[Excerpts from a dataset]
---
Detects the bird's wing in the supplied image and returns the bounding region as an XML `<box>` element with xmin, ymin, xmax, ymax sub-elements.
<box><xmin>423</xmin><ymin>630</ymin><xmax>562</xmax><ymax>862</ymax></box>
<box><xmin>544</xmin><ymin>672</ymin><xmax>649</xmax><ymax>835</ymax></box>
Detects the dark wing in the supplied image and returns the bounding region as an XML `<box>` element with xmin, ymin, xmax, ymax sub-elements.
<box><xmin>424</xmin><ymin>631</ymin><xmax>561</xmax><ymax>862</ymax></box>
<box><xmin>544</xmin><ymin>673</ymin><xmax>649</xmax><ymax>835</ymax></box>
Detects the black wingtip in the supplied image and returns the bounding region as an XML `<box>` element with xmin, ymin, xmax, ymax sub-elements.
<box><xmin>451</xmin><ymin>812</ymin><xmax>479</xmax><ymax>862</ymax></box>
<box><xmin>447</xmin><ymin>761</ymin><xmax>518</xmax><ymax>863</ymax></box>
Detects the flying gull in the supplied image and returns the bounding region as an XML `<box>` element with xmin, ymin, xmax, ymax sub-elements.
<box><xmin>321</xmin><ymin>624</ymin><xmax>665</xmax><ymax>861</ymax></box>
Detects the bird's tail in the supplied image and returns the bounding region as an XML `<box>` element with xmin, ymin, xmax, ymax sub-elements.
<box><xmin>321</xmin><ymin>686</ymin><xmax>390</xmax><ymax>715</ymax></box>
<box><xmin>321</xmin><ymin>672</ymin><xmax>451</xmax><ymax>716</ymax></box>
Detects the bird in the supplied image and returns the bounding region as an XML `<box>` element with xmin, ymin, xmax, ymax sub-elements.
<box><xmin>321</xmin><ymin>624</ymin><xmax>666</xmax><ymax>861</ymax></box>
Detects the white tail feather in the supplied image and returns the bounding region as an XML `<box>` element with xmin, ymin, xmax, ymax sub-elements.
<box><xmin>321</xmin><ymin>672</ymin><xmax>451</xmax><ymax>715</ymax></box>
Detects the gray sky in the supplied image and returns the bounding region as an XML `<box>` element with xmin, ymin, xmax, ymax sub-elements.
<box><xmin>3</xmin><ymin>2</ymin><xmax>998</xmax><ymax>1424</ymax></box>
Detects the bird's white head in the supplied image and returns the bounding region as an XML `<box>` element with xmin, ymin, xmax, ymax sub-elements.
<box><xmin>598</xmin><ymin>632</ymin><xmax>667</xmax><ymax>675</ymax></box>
---
What needs to be done: Only the line containing "Detects the bird's white" and the lines after it, through the end of the data, should be copied, exactly as they are.

Result of the exercise:
Detects the bird's white head in the supplied image and returns the bounding region as an XML `<box>` element with xmin, ymin, xmax, ymax sub-elements.
<box><xmin>598</xmin><ymin>632</ymin><xmax>667</xmax><ymax>675</ymax></box>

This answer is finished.